* **Yönerge 1**
Aşağıdaki okunacak metne göre şu soruları cevaplayınız:
(a) Basında yer alan iddialara göre ABD'li askerler hangi komutanlıktaki camiye girmiştir?
(b) TSK hangi hususları doğrulamıştır?
(c) Süleyman Gündüz'ün 9 Haziran tarihli yazısının başlığı nedir?

İncirlik Üssü’nde yılbaşı gecesi...
ABD’li askerlerin 10′uncu Tanker Üs Komutanlığı’ndaki camiye girip, ahşap minberi parçaladıkları, camları kırdıkları ve Kuran’ı Kerim parçaladıkları iddiaları bazı basın organlarında gündeme gelmişti.
TSK, mescidin bazı camlarının kırıldığı ve ufak tefek hasarları doğrulayarak, Kur’an parçalandığı iddialarını yalanlar.
**
“Yeni Şafak” yazarı Süleyman Gündüz, köşesinde,
9 Haziran tarihli “Hakikatin bilgisine ulaşmak” başlıklı yazısında,
“Dolmabahçe Camii'nde içki içildi” iddialarını bir de ondan okuduk.

* **Listelenen Kayıtlar**
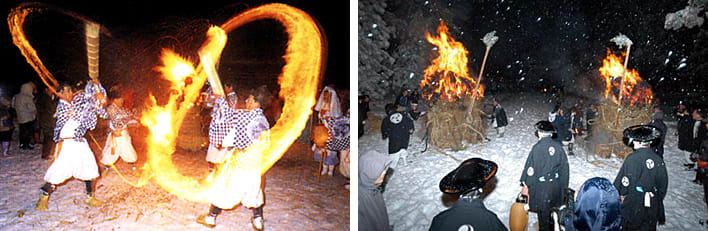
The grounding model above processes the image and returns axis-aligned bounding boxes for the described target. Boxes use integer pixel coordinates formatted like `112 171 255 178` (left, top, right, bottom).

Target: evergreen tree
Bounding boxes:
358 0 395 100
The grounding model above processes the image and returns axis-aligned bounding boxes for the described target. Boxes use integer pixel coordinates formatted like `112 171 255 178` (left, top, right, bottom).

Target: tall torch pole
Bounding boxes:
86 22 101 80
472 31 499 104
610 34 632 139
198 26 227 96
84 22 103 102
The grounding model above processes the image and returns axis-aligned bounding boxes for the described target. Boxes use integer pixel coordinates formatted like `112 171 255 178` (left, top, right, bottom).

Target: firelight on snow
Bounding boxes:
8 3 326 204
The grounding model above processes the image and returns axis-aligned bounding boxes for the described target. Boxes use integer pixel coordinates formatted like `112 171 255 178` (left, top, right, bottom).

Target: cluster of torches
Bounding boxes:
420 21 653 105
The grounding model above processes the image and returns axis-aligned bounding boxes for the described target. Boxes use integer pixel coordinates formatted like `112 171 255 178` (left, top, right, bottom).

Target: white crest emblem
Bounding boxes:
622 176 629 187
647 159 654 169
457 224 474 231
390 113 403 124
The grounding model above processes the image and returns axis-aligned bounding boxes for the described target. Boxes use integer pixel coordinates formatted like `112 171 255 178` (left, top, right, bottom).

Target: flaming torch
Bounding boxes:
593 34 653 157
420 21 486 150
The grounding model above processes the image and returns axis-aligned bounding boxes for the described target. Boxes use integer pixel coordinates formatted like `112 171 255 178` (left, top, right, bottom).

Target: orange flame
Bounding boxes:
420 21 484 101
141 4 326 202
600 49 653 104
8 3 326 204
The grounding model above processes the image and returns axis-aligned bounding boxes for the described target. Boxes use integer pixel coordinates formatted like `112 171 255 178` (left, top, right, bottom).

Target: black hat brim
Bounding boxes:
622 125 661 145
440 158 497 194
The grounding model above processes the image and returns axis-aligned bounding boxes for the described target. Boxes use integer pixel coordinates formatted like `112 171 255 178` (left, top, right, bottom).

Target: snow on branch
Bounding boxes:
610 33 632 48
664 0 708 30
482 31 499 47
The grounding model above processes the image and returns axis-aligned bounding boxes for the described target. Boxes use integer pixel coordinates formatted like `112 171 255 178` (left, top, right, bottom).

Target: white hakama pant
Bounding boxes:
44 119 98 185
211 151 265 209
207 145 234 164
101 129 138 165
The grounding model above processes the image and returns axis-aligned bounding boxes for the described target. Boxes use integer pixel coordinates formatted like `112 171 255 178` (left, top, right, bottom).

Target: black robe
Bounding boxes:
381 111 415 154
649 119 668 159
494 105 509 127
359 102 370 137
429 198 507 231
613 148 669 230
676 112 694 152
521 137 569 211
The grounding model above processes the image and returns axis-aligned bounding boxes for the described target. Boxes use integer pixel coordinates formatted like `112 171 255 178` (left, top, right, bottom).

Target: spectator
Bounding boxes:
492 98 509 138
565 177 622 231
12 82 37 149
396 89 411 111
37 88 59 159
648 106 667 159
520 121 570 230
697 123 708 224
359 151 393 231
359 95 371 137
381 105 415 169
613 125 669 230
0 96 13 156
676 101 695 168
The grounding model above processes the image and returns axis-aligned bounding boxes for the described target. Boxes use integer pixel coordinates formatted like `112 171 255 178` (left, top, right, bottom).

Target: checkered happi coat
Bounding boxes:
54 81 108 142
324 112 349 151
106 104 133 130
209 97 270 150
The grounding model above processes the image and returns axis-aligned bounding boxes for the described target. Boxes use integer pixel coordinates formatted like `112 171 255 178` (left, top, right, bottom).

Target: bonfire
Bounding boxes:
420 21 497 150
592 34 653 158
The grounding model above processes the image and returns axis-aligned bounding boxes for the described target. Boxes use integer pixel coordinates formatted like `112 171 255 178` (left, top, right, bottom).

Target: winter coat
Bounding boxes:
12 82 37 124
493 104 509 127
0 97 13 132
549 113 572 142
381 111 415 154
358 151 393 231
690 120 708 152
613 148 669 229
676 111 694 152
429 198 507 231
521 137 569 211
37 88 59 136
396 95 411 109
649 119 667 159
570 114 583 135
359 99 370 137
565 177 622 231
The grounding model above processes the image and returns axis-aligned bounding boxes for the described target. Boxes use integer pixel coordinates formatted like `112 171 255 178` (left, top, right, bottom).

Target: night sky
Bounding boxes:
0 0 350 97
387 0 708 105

* **Yönerge 2**
Listenin başından "420 21 653 105" ifadesini içeren satıra kadar (o satır dahil) olan kısmı, her metin ve ona ait sonuç için bir satır olacak şekilde, sorgu ve sonuç sütunlarından oluşan iki sütunlu bir CSV olarak aktarınız; her değer tek bir tırnaklı alanda yer alsın ve satır sonları boşluğa dönüştürülsün. Resimleri cevaba dahil etmeyiniz.

* **Doğru Çıktı 1**
(a) 10'uncu Tanker Üs Komutanlığı'ndaki camiye.
(b) Mescidin bazı camlarının kırıldığını ve ufak tefek hasarları.
(c) "Hakikatin bilgisine ulaşmak".

* **Doğru Çıktı 2**
sorgu,sonuç
"The grounding model above processes the image and returns axis-aligned bounding boxes for the described target. Boxes use integer pixel coordinates formatted like `112 171 255 178` (left, top, right, bottom). Target: evergreen tree Bounding boxes:","358 0 395 100"
"The grounding model above processes the image and returns axis-aligned bounding boxes for the described target. Boxes use integer pixel coordinates formatted like `112 171 255 178` (left, top, right, bottom). Target: tall torch pole Bounding boxes:","86 22 101 80 472 31 499 104 610 34 632 139 198 26 227 96 84 22 103 102"
"The grounding model above processes the image and returns axis-aligned bounding boxes for the described target. Boxes use integer pixel coordinates formatted like `112 171 255 178` (left, top, right, bottom). Target: firelight on snow Bounding boxes:","8 3 326 204"
"The grounding model above processes the image and returns axis-aligned bounding boxes for the described target. Boxes use integer pixel coordinates formatted like `112 171 255 178` (left, top, right, bottom). Target: cluster of torches Bounding boxes:","420 21 653 105"